*Problem details*
Look through the lines below and extract each one that contains "instance".
=== Begin Enclosure ===
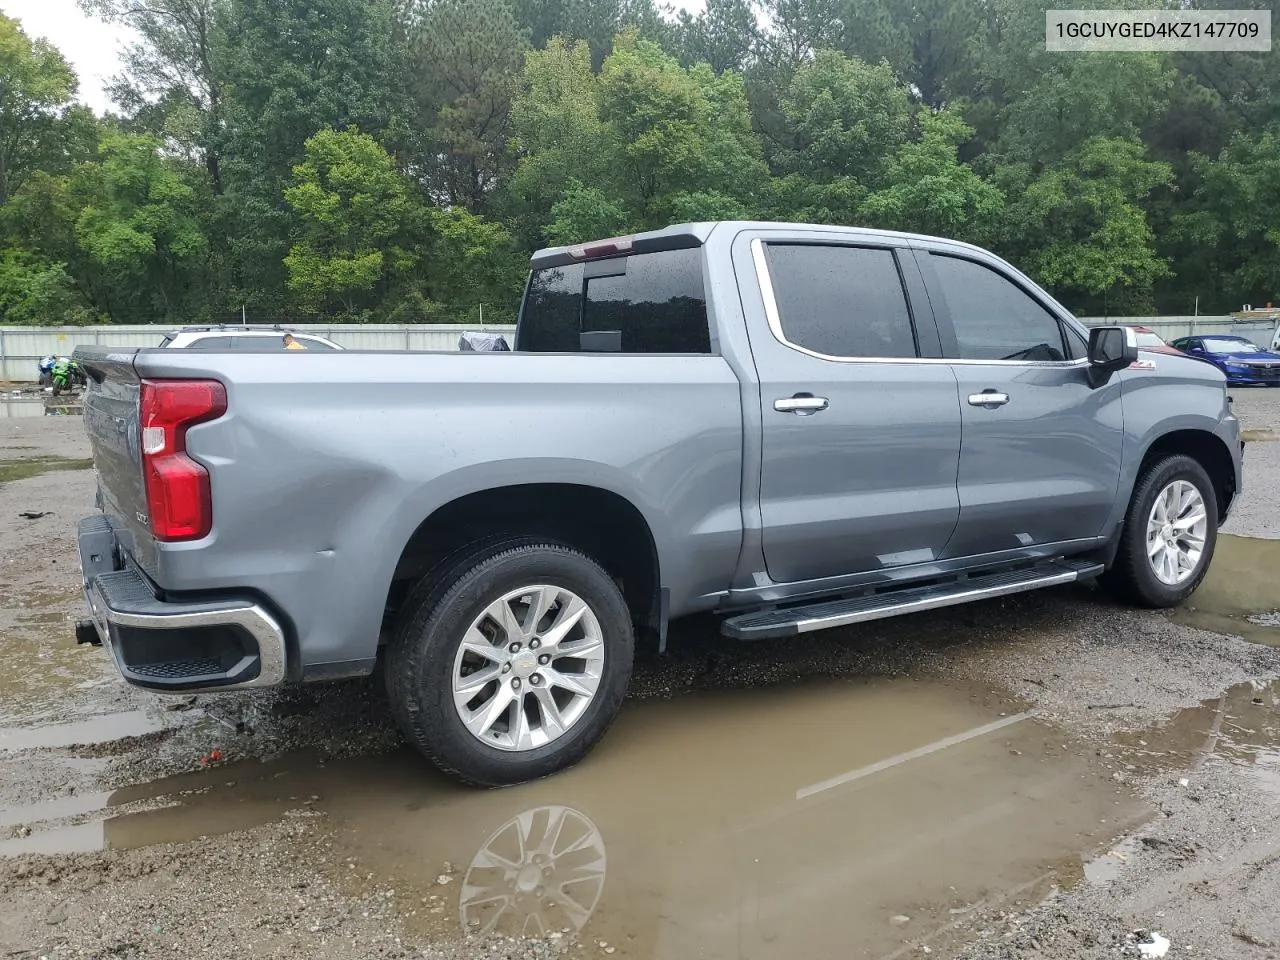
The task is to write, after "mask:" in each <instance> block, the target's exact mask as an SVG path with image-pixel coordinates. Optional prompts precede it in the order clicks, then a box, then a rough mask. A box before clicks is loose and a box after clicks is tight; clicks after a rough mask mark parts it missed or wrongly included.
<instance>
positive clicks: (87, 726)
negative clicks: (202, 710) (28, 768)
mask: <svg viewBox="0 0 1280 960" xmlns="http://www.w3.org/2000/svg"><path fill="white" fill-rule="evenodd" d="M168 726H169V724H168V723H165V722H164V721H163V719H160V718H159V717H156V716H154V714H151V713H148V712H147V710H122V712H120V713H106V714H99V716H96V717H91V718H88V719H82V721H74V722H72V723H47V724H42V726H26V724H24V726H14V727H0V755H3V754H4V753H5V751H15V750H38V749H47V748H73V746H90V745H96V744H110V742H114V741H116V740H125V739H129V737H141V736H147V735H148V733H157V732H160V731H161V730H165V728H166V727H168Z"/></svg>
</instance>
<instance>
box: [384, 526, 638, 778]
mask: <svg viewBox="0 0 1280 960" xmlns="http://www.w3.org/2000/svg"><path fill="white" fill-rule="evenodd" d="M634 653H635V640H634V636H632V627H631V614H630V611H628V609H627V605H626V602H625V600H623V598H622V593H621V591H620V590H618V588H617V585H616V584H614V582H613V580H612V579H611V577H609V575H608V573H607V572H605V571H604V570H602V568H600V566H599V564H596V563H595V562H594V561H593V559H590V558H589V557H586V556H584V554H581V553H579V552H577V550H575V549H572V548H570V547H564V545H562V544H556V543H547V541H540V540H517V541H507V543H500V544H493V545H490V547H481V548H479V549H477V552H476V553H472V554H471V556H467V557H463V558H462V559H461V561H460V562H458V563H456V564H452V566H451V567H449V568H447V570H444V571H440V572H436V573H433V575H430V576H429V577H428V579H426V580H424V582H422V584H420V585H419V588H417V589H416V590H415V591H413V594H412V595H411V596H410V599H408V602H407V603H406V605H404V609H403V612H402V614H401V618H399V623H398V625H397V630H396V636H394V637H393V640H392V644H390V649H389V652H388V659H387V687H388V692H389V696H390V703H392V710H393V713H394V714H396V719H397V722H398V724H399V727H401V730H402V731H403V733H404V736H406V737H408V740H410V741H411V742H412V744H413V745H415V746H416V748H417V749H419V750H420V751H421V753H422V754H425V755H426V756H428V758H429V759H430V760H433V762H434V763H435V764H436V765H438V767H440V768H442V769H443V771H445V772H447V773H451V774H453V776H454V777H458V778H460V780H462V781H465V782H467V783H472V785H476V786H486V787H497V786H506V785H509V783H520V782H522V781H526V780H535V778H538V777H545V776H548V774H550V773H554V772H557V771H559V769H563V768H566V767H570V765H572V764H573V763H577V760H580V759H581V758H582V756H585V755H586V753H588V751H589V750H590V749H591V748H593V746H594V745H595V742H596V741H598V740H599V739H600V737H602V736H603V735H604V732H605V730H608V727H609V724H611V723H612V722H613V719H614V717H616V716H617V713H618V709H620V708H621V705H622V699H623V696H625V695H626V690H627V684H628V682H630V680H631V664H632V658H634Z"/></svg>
=== End Enclosure ===
*Answer to this exercise*
The task is to write, after "mask:" in each <instance> block, the target's exact mask as an SVG path with image-pixel coordinates. Optional prompts precede it in the order clicks, then a box, then a rough mask. A box before clicks is loose and a box after clicks is tight; clicks after a rough mask mark parts it missed or wrongly included.
<instance>
</instance>
<instance>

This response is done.